§ INSTRUCTIONS TO FOLLOW:
Below is a listing. Set down exactly the lines from the one containing "Query: traffic light" through the one containing "Query: auto rickshaw", both ends included, and leave out the rest.

§ DATA SUPPLIED:
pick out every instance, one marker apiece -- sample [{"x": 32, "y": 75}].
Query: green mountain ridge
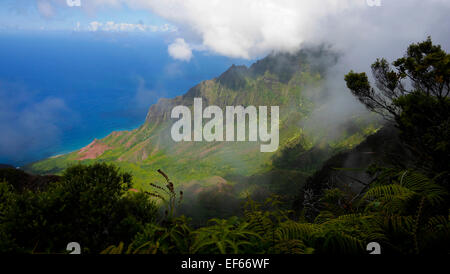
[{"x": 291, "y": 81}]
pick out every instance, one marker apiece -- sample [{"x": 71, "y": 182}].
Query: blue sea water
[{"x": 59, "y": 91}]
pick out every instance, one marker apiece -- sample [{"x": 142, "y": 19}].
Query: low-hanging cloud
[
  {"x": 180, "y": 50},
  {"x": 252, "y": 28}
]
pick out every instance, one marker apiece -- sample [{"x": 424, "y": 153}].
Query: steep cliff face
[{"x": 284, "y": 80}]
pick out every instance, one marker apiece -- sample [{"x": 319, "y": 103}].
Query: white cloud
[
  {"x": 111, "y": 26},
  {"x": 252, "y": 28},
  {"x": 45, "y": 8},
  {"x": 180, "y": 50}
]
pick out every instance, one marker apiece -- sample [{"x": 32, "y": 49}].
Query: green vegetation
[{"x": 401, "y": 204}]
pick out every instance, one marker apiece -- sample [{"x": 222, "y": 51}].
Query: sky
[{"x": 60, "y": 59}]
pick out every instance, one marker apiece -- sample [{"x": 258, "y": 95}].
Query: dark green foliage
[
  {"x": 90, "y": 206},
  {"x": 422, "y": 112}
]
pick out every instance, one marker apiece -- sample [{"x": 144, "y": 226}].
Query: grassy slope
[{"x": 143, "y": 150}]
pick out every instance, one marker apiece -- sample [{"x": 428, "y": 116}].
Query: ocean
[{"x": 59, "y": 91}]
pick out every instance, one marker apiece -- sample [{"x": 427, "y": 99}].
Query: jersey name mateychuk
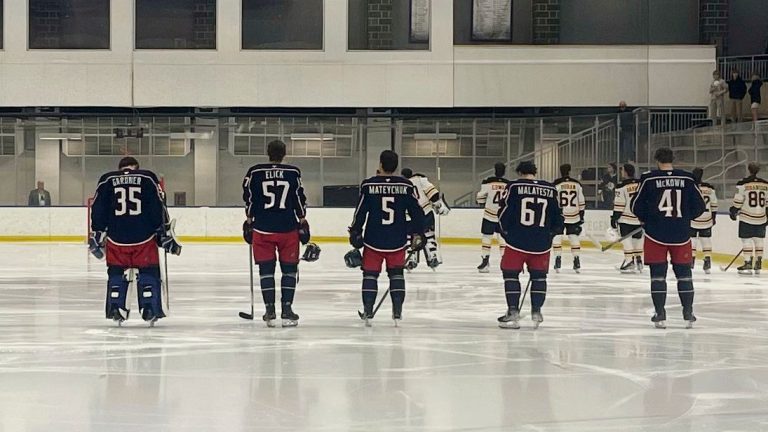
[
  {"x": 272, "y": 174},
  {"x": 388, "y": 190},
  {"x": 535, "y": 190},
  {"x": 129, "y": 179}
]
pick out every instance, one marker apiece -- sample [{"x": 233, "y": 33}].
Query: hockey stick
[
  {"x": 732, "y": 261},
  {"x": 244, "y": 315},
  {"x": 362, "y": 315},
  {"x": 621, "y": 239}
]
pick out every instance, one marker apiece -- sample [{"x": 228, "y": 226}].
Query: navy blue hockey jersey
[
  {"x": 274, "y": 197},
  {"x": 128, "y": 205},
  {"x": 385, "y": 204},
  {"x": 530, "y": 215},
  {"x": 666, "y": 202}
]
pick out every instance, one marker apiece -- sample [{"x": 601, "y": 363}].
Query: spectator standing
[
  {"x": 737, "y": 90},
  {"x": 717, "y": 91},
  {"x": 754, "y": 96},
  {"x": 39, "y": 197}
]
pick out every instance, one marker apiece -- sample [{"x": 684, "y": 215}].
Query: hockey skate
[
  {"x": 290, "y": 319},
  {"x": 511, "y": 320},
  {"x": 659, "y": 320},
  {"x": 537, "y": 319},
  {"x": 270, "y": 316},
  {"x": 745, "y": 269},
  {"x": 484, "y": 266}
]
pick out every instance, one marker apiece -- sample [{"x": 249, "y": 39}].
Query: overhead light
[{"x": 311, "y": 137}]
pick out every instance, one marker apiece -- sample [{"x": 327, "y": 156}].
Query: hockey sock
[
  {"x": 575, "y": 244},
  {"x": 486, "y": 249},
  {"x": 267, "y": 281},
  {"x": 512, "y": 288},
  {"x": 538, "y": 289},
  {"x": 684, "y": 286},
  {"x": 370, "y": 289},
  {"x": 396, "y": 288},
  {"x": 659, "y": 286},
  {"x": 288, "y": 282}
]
...
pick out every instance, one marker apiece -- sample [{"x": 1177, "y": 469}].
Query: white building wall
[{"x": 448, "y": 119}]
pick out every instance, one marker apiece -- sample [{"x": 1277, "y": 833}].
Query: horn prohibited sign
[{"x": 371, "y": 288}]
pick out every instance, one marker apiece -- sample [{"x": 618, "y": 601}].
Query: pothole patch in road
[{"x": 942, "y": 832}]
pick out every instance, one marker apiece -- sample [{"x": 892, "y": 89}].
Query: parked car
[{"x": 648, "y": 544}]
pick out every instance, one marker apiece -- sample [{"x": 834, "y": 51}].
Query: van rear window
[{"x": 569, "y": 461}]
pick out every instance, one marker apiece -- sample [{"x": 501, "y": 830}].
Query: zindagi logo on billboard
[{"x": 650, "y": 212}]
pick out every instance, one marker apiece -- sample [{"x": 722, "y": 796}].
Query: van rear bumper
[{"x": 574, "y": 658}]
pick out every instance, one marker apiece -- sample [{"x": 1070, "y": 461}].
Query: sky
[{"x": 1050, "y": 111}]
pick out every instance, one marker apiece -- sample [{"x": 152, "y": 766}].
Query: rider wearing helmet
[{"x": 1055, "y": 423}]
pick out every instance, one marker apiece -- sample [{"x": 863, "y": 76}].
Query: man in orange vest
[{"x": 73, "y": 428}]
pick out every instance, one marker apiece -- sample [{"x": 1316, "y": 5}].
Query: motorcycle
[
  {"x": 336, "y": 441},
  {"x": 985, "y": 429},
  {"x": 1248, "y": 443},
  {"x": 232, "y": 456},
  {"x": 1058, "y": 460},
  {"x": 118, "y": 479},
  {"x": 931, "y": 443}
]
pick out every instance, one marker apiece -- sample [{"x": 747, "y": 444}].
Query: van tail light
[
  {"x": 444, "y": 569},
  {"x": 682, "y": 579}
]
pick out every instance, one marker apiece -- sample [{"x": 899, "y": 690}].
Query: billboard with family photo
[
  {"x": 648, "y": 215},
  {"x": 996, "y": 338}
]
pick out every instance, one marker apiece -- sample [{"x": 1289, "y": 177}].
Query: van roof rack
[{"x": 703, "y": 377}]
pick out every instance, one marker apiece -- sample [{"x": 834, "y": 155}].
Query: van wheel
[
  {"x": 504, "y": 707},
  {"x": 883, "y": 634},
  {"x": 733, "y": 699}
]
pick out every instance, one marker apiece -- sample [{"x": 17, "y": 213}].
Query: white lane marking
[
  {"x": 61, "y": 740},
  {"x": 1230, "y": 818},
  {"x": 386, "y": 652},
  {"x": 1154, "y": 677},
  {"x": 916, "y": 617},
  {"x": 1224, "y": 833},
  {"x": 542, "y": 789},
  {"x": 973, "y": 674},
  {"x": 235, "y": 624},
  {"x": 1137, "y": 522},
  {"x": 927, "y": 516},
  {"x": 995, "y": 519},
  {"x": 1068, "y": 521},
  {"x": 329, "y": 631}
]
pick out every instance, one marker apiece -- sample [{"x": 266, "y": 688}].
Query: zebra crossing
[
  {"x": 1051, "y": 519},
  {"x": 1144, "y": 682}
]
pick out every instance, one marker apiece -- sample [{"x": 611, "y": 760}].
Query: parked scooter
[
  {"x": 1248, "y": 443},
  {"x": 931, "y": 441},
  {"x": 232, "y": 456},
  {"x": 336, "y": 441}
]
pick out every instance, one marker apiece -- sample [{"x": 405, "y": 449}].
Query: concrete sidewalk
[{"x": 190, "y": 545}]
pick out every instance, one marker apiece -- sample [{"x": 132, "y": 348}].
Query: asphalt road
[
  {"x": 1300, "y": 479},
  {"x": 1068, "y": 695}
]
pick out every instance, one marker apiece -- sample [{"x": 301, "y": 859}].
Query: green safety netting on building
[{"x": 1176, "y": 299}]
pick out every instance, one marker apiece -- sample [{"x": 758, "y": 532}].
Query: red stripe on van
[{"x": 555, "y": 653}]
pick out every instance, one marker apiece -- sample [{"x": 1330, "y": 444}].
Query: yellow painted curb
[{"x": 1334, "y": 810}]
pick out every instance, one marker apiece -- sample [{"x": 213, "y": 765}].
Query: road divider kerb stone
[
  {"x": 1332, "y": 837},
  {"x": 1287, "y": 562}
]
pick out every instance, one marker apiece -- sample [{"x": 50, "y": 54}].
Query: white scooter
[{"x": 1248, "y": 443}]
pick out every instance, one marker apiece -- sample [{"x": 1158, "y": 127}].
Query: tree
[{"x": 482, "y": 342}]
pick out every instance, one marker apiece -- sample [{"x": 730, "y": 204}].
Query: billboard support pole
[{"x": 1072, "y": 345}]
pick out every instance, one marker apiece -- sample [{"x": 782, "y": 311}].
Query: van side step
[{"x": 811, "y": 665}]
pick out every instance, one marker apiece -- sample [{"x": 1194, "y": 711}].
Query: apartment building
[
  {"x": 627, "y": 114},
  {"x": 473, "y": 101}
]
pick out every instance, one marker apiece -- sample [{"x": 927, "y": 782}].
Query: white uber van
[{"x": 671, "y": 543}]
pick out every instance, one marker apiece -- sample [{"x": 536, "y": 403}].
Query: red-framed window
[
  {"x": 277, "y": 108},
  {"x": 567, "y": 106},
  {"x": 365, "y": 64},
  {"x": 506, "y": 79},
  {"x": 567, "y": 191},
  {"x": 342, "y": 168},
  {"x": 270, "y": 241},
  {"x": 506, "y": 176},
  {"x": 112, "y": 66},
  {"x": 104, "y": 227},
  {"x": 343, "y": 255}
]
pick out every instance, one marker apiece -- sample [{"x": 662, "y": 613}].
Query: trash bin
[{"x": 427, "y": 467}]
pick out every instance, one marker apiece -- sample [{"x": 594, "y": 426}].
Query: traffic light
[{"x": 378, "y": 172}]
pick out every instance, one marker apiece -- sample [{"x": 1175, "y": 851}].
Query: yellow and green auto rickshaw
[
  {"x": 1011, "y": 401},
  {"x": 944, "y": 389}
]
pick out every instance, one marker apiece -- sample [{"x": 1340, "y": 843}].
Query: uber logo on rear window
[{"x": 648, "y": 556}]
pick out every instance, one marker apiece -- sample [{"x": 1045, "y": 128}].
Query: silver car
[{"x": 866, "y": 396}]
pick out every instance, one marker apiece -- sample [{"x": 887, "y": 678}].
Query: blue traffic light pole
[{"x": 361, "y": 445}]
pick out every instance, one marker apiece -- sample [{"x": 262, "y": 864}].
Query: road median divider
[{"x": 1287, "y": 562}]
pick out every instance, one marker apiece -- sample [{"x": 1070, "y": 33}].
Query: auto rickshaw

§ TASK SOLUTION:
Query: traffic light
[{"x": 378, "y": 172}]
pick out every instance, one marker apiece -- sample [{"x": 1175, "y": 851}].
Query: yellow and green auto rickshaw
[
  {"x": 1011, "y": 401},
  {"x": 944, "y": 389}
]
pick out every instance, one marker apiece -- sample [{"x": 1340, "y": 843}].
Query: uber logo on rear window
[{"x": 648, "y": 556}]
pick out every instance, one marker apiece -- sample [{"x": 1045, "y": 128}].
Query: silver car
[{"x": 866, "y": 396}]
pick out every instance, one marker apiece -- sample [{"x": 887, "y": 678}].
Query: blue traffic light pole
[{"x": 361, "y": 445}]
pick out every instance, one marker apiece -- sample [{"x": 262, "y": 864}].
Query: road median divider
[{"x": 1287, "y": 562}]
pick out every instance, one marker apiece -- sample [{"x": 1070, "y": 33}].
Query: auto rickshaw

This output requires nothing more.